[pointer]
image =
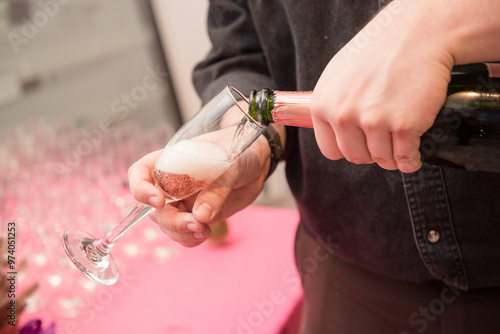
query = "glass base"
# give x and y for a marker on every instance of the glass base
(98, 267)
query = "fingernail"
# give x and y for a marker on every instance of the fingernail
(153, 201)
(191, 227)
(199, 235)
(205, 211)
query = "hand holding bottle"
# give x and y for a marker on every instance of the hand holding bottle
(383, 90)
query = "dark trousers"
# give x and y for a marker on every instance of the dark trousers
(341, 298)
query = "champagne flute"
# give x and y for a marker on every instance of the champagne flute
(204, 148)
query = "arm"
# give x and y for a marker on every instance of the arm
(383, 90)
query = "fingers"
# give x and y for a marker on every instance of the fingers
(406, 152)
(141, 182)
(368, 143)
(207, 208)
(181, 226)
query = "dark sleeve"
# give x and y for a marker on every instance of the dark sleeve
(236, 57)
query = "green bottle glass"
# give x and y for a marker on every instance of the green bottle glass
(465, 134)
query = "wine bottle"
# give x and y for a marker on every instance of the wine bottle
(465, 134)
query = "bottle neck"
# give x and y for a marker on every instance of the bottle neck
(281, 107)
(292, 108)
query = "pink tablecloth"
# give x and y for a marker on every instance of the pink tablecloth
(249, 286)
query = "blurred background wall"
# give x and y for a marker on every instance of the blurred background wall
(92, 63)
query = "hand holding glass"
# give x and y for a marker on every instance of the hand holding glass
(204, 148)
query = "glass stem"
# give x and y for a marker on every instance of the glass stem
(105, 243)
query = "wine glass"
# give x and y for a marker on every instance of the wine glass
(204, 148)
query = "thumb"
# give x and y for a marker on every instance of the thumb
(209, 202)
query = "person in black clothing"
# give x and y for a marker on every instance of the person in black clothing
(413, 247)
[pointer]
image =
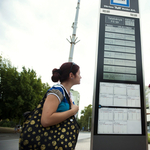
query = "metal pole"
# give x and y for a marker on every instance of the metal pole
(73, 38)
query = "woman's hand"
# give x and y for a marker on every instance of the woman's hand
(74, 108)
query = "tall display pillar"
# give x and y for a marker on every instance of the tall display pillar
(119, 112)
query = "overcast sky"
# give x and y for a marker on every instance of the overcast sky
(33, 34)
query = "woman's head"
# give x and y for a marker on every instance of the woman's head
(62, 74)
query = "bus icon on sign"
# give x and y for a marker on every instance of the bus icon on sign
(124, 3)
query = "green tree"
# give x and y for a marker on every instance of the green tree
(85, 119)
(20, 91)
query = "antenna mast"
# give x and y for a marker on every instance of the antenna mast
(73, 38)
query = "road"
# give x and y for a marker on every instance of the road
(10, 141)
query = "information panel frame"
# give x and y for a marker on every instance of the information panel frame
(118, 63)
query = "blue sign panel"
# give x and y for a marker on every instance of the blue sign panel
(124, 3)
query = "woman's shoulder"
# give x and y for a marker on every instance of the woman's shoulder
(56, 88)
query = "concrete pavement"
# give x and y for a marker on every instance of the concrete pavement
(82, 144)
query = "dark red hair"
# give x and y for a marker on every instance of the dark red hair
(62, 74)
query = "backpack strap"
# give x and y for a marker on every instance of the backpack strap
(67, 97)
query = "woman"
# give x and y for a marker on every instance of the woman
(56, 108)
(52, 124)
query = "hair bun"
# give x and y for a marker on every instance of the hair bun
(55, 75)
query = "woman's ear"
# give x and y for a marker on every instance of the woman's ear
(71, 75)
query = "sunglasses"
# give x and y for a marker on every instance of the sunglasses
(71, 67)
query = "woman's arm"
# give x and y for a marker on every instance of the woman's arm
(50, 116)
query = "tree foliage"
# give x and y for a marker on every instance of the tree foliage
(85, 119)
(21, 91)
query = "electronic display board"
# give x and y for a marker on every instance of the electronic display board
(118, 105)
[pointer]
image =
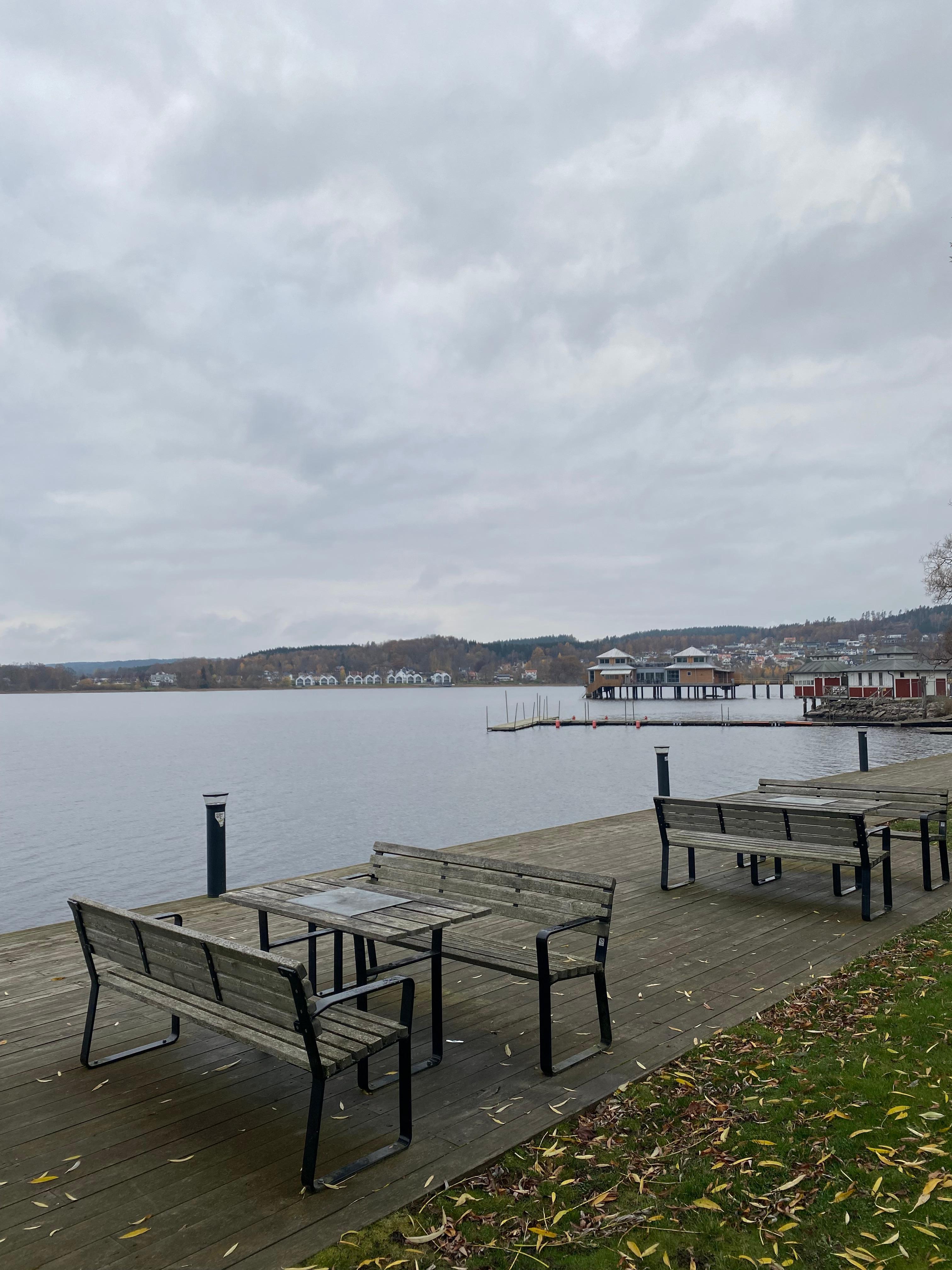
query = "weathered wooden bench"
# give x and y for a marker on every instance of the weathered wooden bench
(554, 900)
(251, 996)
(837, 839)
(905, 804)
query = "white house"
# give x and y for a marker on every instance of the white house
(611, 668)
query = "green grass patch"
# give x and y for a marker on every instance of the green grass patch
(815, 1135)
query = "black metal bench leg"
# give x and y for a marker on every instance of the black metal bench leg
(866, 874)
(927, 856)
(126, 1053)
(757, 881)
(838, 882)
(436, 1019)
(338, 961)
(313, 1135)
(545, 1025)
(405, 1135)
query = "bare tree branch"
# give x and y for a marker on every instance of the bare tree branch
(938, 571)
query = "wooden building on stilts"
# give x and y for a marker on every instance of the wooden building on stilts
(691, 673)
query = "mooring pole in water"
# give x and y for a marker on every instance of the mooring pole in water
(664, 785)
(215, 843)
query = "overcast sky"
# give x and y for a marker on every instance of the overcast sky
(339, 322)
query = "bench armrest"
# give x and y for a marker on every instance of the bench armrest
(546, 935)
(407, 1004)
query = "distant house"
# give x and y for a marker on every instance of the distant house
(822, 679)
(899, 678)
(692, 666)
(611, 670)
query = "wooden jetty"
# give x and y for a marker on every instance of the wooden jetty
(200, 1143)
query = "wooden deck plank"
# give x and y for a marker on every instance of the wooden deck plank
(719, 940)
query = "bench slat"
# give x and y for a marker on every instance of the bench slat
(601, 882)
(524, 906)
(733, 845)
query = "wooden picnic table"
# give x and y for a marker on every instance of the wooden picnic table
(369, 914)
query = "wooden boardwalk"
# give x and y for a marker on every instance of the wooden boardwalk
(201, 1142)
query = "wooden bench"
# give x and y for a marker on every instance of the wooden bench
(554, 900)
(905, 804)
(837, 839)
(249, 996)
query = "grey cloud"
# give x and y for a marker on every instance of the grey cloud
(328, 323)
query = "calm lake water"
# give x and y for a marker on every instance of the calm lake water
(102, 796)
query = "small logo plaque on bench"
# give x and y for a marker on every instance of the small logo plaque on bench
(349, 901)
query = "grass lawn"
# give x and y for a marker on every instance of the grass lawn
(817, 1133)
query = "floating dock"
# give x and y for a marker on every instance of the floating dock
(714, 723)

---

In the material above, repeat each entry exactly and omit every picture.

[pointer]
image =
query = "glass base"
# give x and y for a marker on every instance of the glass base
(98, 267)
query = "fingernail"
# give x and y for a marker on every instance of the fingernail
(153, 201)
(191, 227)
(199, 235)
(205, 211)
query = "hand holding bottle"
# give x and y for a marker on every instance of the hand holding bottle
(383, 90)
query = "dark trousers"
# give x and y for a marker on every instance of the dark trousers
(341, 298)
query = "champagne flute"
# give x and y for a marker on every instance of the champagne flute
(204, 148)
query = "arm"
# give x and y for a marker on every instance of the arm
(383, 90)
query = "fingers"
# give x and y for a marker on every instance of the fingers
(406, 152)
(141, 182)
(368, 143)
(207, 208)
(181, 226)
query = "dark sleeve"
# give x and y for a marker on every instance of the dark sleeve
(236, 57)
query = "green bottle glass"
# give x and y for a marker on every instance of the green bottle glass
(465, 134)
query = "wine bottle"
# give x and y for a marker on every instance of the wine bottle
(465, 134)
query = "bottle neck"
# give x and y for a marker on every instance of the bottle neck
(281, 107)
(292, 108)
query = "pink tablecloth"
# give x and y for a marker on every instance of the pink tablecloth
(249, 286)
query = "blurred background wall"
# give x and y for a marker on every instance of the blurred background wall
(92, 63)
query = "hand holding glass"
# give x and y for a marker on every instance of the hand holding glass
(204, 148)
query = "glass stem"
# give x and y for a marker on every instance of the glass stem
(105, 243)
query = "wine glass"
# give x and y for a marker on every instance of the wine glass
(204, 148)
query = "thumb"
# give x and y for a marker on every instance of the thumb
(209, 202)
query = "person in black clothing"
# give x and y for a marker on every instance of the person in black clothing
(413, 247)
[pointer]
image =
query = "metal pole"
# give x and y for a marker on every instance of the metal pole
(73, 38)
query = "woman's hand"
# give x and y for a marker on every instance of the woman's hand
(74, 108)
query = "tall display pillar"
# give x and y for a marker on every instance of the tall display pillar
(119, 112)
query = "overcast sky"
# give x and y for a marker on every instance of the overcast sky
(33, 34)
query = "woman's head"
# give x and y for a marker on every instance of the woman's head
(62, 74)
query = "bus icon on sign"
# give x and y for a marker on every instance of the bus icon on sign
(124, 3)
query = "green tree"
# give x and y for a marker on every instance of the green tree
(85, 119)
(20, 91)
query = "antenna mast"
# give x and y for a marker on every instance of the antenna mast
(73, 38)
query = "road"
# give x and y for a marker on every instance of the road
(10, 141)
query = "information panel frame"
# give x and y for a marker on every instance of the information panel frame
(118, 63)
query = "blue sign panel"
# give x and y for a marker on every instance of the blue sign panel
(124, 3)
query = "woman's shoulder"
# give x and y for a marker on every instance of the woman's shoulder
(56, 88)
query = "concrete pavement"
# give x and y for a marker on every instance of the concrete pavement
(82, 144)
query = "dark red hair"
# give x and y for a marker on every instance of the dark red hair
(62, 74)
query = "backpack strap"
# give x and y for a marker on every instance of the backpack strap
(67, 97)
query = "woman"
# give x and y for a marker on every instance of the woman
(56, 108)
(52, 124)
query = "hair bun"
# give x and y for a marker on every instance of the hair bun
(55, 75)
query = "woman's ear"
# give x and y for a marker on every instance of the woman's ear
(71, 75)
query = "sunglasses"
# give x and y for a marker on every instance of the sunglasses
(71, 67)
query = "woman's arm"
# give x and y for a marker on every instance of the woman's arm
(50, 116)
query = "tree foliage"
# give x and y for a marker on every instance of the tree foliage
(85, 119)
(21, 91)
query = "electronic display board"
# give x and y for a marker on every instance of the electronic display board
(118, 105)
[pointer]
image =
query = "weathered wooden bench"
# give x and y for a marker on every instance of the weathered wooden bench
(554, 900)
(251, 996)
(837, 839)
(905, 804)
query = "white house"
# give x and y for a marker on every instance of the white house
(611, 668)
query = "green grass patch"
# give x and y for a marker on every instance of the green grass patch
(815, 1135)
query = "black metal bench leg"
# give x and y for a marker on every instance of the black metal bench leg
(866, 874)
(927, 856)
(126, 1053)
(757, 881)
(838, 882)
(436, 1019)
(338, 961)
(313, 1135)
(545, 1025)
(405, 1135)
query = "bare tree branch"
# give x and y for a marker on every instance of the bare tree branch
(938, 571)
query = "wooden building on stilts"
# give x and y for a marker on every instance of the wooden building on stilts
(691, 673)
query = "mooring pole in water"
# give x and y for a marker on every instance of the mooring pole in water
(664, 785)
(215, 843)
query = "overcast sky"
# give x and y for a marker on every instance of the overcast sky
(339, 322)
query = "bench armrest"
# give x and y for a marker on every instance of the bench armrest
(546, 935)
(407, 1004)
query = "distant house"
# give x and y for a marker on every instance of the distant house
(822, 679)
(899, 678)
(692, 666)
(611, 670)
query = "wooden jetty"
# give x and y for a marker on every instance of the wooden jetty
(200, 1143)
query = "wooden deck plank"
# give x and y for a marker on every instance of the wooden deck plank
(719, 940)
query = "bench slat"
# give x and y for a marker on every instance of the bench slat
(601, 882)
(524, 906)
(733, 845)
query = "wooden picnic table"
# give x and y for a marker on every instance of the wooden picnic table
(369, 914)
query = "wooden boardwalk"
# give x and y for a marker on every instance of the wooden boardwalk
(201, 1142)
query = "wooden bench"
# give x and y for a marker on every instance of the wooden bench
(554, 900)
(905, 804)
(837, 839)
(249, 996)
query = "grey cloud"
# give x and y for a marker on every instance of the grey cloud
(328, 323)
query = "calm lake water"
# give x and y for a marker on every instance of the calm lake water
(102, 796)
query = "small logo plaque on bench"
# give x and y for a marker on every instance of the small logo plaque on bench
(349, 901)
query = "grass lawn"
# give x and y for a marker on every instance of the grass lawn
(817, 1133)
query = "floating dock"
# give x and y for a marker on every instance of the floating dock
(714, 723)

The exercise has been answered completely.